= WHAT IS NEEDED =
Look through the material below. Return exactly the lines from the one with "box: [774, 423, 793, 554]" through the one with "positive clicks: (67, 358) (57, 465)", both included.

------------------------------

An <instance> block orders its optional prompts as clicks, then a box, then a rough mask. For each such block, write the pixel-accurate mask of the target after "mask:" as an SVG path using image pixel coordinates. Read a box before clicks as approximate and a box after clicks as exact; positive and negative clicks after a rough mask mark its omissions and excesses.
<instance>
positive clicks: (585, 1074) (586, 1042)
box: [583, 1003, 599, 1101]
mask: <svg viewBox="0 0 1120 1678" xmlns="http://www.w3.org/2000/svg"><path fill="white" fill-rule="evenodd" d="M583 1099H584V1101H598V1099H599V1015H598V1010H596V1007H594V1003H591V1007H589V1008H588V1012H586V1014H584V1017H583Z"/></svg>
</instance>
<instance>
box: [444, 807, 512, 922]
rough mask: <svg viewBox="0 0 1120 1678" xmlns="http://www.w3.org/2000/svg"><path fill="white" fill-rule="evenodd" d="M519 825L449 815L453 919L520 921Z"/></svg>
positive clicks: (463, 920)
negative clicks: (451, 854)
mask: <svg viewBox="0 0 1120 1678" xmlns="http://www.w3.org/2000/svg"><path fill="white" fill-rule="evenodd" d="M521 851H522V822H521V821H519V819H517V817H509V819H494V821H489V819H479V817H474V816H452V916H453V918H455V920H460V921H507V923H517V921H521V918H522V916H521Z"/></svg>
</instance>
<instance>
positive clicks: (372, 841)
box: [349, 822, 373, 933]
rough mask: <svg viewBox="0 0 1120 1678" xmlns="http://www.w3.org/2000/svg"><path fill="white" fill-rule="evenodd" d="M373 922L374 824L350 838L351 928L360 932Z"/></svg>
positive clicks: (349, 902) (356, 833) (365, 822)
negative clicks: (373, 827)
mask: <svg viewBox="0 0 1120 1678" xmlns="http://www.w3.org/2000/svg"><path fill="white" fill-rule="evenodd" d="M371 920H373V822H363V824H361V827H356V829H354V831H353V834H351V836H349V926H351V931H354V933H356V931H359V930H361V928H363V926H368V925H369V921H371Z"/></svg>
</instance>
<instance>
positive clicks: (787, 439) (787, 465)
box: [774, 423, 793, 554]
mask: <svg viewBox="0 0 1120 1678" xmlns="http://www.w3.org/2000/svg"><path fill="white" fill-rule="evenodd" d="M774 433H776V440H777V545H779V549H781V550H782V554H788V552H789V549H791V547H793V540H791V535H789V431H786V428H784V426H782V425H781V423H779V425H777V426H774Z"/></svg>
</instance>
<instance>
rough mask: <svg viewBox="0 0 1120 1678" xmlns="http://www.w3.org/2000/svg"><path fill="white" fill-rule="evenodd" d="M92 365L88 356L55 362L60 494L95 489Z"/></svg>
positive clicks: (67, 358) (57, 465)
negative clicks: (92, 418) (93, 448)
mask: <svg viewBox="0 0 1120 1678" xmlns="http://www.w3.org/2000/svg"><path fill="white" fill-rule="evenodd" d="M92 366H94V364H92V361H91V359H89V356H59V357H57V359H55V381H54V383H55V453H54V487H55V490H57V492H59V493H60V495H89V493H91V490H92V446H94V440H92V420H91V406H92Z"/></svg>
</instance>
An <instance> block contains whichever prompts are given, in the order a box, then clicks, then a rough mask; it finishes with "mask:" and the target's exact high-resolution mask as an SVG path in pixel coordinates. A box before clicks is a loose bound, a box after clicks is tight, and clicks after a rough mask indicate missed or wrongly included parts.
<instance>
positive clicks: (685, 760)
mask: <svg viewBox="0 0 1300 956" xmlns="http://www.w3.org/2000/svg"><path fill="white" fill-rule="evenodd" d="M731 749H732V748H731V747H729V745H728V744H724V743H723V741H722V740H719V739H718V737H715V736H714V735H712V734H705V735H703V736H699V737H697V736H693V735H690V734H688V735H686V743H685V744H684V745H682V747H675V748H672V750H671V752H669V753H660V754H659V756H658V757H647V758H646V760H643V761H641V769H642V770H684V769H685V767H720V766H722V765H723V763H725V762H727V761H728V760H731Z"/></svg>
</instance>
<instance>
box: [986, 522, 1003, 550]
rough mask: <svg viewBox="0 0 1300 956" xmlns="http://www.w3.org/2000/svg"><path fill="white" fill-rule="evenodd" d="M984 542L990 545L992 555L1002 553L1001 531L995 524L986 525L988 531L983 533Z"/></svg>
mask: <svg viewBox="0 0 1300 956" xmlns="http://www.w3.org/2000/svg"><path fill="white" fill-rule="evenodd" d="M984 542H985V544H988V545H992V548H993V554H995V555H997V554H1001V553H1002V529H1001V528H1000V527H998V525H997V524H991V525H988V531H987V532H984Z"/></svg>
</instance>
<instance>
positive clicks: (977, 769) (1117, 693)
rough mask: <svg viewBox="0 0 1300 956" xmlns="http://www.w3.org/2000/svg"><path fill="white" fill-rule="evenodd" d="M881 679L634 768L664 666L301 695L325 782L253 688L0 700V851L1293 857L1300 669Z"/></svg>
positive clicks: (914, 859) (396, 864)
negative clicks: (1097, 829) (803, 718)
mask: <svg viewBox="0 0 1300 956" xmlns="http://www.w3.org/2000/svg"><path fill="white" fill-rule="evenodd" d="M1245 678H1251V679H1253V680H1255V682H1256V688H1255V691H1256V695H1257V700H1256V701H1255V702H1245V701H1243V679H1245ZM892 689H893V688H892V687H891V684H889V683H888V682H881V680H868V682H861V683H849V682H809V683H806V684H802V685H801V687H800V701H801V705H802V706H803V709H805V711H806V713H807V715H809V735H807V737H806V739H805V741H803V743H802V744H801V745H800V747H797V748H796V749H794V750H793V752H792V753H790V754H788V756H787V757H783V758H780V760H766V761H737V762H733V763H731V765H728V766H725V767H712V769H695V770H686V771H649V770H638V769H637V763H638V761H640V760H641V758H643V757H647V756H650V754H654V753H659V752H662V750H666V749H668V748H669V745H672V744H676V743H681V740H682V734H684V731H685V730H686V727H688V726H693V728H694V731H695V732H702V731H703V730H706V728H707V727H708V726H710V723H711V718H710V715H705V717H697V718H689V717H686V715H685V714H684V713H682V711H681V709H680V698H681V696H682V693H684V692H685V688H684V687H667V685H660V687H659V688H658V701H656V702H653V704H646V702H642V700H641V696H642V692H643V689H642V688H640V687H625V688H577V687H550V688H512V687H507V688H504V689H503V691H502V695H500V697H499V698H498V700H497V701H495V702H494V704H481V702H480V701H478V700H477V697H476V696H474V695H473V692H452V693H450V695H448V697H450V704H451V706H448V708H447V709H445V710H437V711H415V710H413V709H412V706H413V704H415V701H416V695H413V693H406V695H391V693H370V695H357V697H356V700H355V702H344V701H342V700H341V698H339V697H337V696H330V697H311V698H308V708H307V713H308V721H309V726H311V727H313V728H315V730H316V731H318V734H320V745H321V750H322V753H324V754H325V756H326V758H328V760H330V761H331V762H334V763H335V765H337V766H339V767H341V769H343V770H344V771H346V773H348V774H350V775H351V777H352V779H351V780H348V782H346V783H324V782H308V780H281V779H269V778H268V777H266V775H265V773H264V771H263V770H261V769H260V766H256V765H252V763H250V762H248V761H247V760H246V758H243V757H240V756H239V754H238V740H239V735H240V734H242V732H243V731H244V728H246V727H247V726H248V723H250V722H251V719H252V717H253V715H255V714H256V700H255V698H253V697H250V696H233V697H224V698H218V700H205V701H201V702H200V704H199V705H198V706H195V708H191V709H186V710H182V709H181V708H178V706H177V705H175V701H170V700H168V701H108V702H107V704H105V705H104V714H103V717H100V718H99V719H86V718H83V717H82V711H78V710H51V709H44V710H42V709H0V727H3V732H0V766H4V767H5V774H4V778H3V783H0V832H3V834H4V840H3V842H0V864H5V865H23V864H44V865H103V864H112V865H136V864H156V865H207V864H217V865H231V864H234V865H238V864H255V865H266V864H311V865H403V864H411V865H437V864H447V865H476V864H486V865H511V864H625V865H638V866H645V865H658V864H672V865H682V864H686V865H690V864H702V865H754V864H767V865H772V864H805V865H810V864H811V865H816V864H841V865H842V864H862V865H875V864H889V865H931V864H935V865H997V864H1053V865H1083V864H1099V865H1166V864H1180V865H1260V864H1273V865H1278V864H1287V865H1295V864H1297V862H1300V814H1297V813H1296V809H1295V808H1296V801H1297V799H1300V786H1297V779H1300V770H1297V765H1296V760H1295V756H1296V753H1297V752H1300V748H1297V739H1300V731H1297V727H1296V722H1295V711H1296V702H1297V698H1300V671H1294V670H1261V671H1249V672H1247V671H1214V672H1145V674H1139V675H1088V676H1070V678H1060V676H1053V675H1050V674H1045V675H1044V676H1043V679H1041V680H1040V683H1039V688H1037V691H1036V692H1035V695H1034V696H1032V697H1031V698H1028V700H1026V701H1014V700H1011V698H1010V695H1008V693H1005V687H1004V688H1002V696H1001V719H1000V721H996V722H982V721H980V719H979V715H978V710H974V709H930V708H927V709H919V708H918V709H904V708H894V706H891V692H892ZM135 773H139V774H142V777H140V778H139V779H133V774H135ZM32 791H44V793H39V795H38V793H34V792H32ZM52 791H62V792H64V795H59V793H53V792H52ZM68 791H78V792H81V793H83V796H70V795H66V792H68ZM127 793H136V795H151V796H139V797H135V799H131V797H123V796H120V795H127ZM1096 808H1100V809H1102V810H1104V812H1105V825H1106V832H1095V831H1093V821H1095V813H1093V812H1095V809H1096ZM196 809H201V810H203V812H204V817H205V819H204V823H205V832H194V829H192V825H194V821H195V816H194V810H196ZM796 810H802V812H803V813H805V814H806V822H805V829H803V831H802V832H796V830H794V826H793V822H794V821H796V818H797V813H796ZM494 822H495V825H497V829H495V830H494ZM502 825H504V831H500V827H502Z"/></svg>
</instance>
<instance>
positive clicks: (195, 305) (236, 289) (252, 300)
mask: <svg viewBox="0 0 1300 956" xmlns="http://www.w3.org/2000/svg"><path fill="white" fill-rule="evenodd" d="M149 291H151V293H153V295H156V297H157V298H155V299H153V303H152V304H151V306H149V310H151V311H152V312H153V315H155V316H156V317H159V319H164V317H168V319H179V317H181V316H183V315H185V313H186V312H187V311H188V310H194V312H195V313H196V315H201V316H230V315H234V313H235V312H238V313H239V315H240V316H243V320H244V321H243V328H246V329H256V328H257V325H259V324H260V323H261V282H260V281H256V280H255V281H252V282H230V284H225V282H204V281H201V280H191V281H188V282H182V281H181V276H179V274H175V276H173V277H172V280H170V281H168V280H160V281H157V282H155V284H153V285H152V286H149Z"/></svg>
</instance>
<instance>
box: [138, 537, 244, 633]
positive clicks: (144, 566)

------------------------------

= TASK SOLUTION =
box: [774, 423, 793, 554]
mask: <svg viewBox="0 0 1120 1678" xmlns="http://www.w3.org/2000/svg"><path fill="white" fill-rule="evenodd" d="M774 433H776V440H777V545H779V549H781V550H782V554H788V552H789V549H791V547H793V540H791V535H789V431H786V428H784V426H782V425H781V423H779V425H777V426H774Z"/></svg>
</instance>
<instance>
rough mask: <svg viewBox="0 0 1120 1678" xmlns="http://www.w3.org/2000/svg"><path fill="white" fill-rule="evenodd" d="M92 365L88 356L55 362L60 494L95 489Z"/></svg>
positive clicks: (67, 358) (57, 465)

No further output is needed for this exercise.